Listed entries =
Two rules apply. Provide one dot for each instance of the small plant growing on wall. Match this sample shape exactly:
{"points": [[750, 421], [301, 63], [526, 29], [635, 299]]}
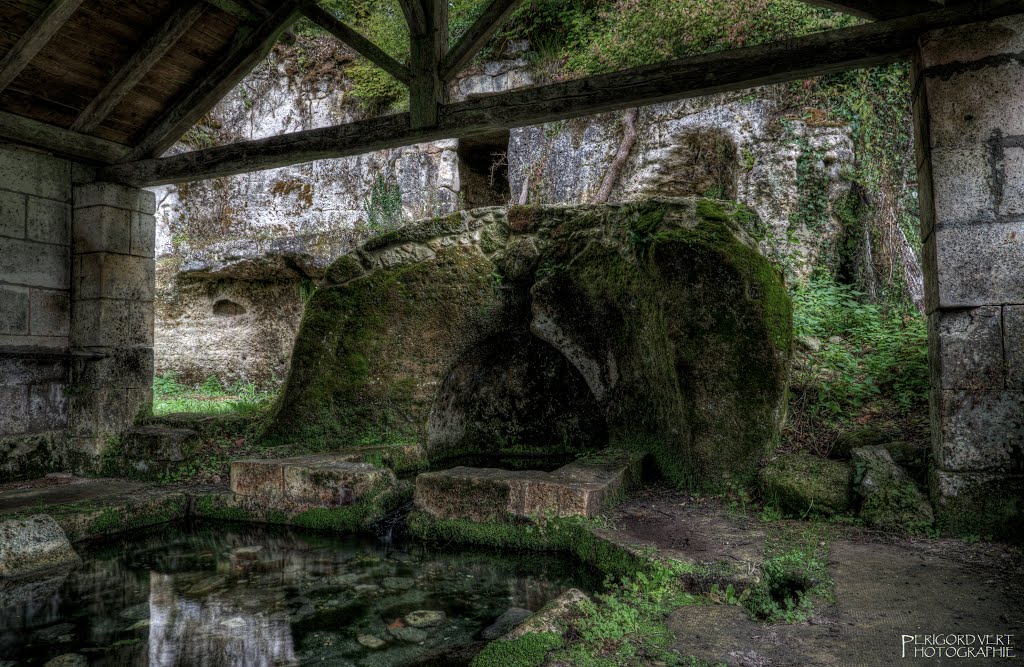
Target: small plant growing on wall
{"points": [[383, 206]]}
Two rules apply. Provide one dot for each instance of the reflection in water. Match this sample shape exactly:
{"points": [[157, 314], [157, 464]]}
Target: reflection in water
{"points": [[242, 594]]}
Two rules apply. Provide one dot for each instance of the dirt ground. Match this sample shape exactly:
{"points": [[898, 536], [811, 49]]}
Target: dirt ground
{"points": [[885, 587]]}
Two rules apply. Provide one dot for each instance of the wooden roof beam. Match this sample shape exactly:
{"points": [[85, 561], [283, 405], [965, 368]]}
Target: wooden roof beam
{"points": [[179, 23], [428, 46], [880, 9], [478, 34], [415, 16], [314, 12], [812, 55], [33, 41], [251, 47], [60, 141]]}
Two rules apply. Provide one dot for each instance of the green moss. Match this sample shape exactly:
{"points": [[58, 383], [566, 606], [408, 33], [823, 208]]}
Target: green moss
{"points": [[804, 484], [527, 651], [420, 232], [345, 268], [712, 211], [110, 520], [119, 518], [347, 386], [220, 507], [572, 535]]}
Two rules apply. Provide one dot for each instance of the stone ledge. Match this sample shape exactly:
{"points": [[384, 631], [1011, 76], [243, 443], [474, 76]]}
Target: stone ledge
{"points": [[581, 489], [315, 481], [33, 543]]}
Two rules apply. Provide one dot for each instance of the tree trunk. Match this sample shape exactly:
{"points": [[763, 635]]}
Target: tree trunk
{"points": [[625, 148]]}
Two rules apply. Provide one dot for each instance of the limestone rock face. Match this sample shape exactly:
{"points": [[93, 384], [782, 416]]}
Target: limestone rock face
{"points": [[890, 500], [730, 146], [235, 254], [657, 326], [581, 489], [802, 484], [32, 544]]}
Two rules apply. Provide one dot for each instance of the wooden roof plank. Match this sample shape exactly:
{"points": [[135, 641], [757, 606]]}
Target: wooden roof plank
{"points": [[477, 35], [59, 140], [45, 27], [360, 44], [128, 77], [816, 54], [879, 9], [240, 60]]}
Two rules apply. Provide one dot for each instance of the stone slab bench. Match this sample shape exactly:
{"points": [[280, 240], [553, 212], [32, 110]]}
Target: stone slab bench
{"points": [[315, 481], [581, 489]]}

What is expected =
Return, word for word, each line from the line that contains "the stone ledge." to the end of the listing above; include both end lines and nothing else.

Response =
Two rules apply. Provide one dot for each instance of the stone ledge. Match this sample shape exactly:
{"points": [[384, 631], [1011, 76], [243, 443], [474, 76]]}
Target: stone ledge
{"points": [[581, 489], [315, 481], [33, 543]]}
Two rules apply. Provide one dot for each instance of the tree trunk. Match this sample shape exactly:
{"points": [[763, 635]]}
Target: tree trunk
{"points": [[625, 148]]}
Two rules apply. Provide one dot for each instance of the limestone rock face. Match this sample shape exactly:
{"points": [[93, 384], [782, 416]]}
Target: limestone rock face
{"points": [[890, 500], [730, 146], [235, 254], [657, 326], [581, 489], [802, 484], [32, 544]]}
Two rules apply. Provide one dot for each instance of the wooden roof plank. Match this sample shape exactly:
{"points": [[135, 641], [757, 606]]}
Target: wooden roof plank
{"points": [[477, 35], [59, 140], [45, 27], [360, 44], [128, 77], [816, 54], [879, 9], [240, 60]]}
Two rules apply. Provide one dot for each instance of the stone slab bench. Match this sample shape exactly:
{"points": [[280, 240], [553, 212], [32, 110]]}
Target: stone slab bench
{"points": [[315, 481], [581, 489]]}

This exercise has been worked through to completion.